→ **DIRECTIVE**:
Count the lines in the items below that contain the string "larva". Reply with the number alone.

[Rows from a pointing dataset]
════════

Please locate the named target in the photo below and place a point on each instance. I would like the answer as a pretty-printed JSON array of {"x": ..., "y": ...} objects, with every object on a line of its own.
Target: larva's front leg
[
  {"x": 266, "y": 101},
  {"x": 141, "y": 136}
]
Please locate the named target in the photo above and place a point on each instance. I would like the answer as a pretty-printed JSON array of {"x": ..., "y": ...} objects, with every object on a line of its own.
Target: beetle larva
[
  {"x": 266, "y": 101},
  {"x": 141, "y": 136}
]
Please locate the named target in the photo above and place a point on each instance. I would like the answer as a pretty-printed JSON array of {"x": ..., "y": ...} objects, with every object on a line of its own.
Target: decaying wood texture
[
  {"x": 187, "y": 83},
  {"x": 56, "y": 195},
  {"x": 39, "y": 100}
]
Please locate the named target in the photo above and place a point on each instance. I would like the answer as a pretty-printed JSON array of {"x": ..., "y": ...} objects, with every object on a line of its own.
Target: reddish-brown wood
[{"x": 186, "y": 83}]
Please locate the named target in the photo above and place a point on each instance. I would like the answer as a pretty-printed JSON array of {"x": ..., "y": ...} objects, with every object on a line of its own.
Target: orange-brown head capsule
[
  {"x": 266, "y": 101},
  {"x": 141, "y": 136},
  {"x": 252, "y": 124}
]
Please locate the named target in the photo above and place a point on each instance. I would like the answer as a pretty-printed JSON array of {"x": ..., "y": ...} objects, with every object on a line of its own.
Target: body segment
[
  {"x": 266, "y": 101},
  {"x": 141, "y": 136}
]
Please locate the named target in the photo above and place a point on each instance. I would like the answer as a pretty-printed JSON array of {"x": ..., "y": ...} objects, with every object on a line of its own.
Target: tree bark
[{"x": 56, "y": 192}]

════════

→ **FULL ANSWER**:
2